» **WHAT TO PRODUCE**: Repeat each line word for word.
= = = = =
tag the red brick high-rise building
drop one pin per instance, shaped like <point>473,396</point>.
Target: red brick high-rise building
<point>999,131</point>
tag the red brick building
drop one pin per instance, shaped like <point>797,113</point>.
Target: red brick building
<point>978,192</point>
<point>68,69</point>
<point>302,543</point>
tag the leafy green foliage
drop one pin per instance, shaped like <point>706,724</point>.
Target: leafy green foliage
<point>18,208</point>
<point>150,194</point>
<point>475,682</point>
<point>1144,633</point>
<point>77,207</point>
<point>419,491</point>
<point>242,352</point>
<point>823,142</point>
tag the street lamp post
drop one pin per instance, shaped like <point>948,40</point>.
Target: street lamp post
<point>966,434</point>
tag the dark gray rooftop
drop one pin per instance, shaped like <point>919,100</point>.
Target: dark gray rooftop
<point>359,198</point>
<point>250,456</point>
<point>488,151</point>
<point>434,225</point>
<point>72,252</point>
= = = = =
» **EXERCISE OUTPUT**:
tag the red brick high-rise building
drop one pin per instance, shaped like <point>473,396</point>.
Target: red brick high-rise building
<point>999,131</point>
tag the red brick building
drop one pin per instance, shaped like <point>797,113</point>.
Target: red brick building
<point>978,192</point>
<point>68,69</point>
<point>302,543</point>
tag the leafy green foliage
drop one pin per instance, shaped like <point>706,724</point>.
Target: leafy green foliage
<point>18,208</point>
<point>150,194</point>
<point>475,682</point>
<point>1144,633</point>
<point>77,207</point>
<point>419,491</point>
<point>242,352</point>
<point>823,142</point>
tag the street lamp post
drop one pin per instance, shaped like <point>948,40</point>.
Target: street lamp post
<point>966,434</point>
tag the dark gray rooftop
drop one pin per instance, shaped like <point>919,100</point>.
Target: dark gray rooftop
<point>359,198</point>
<point>250,456</point>
<point>488,151</point>
<point>434,225</point>
<point>72,252</point>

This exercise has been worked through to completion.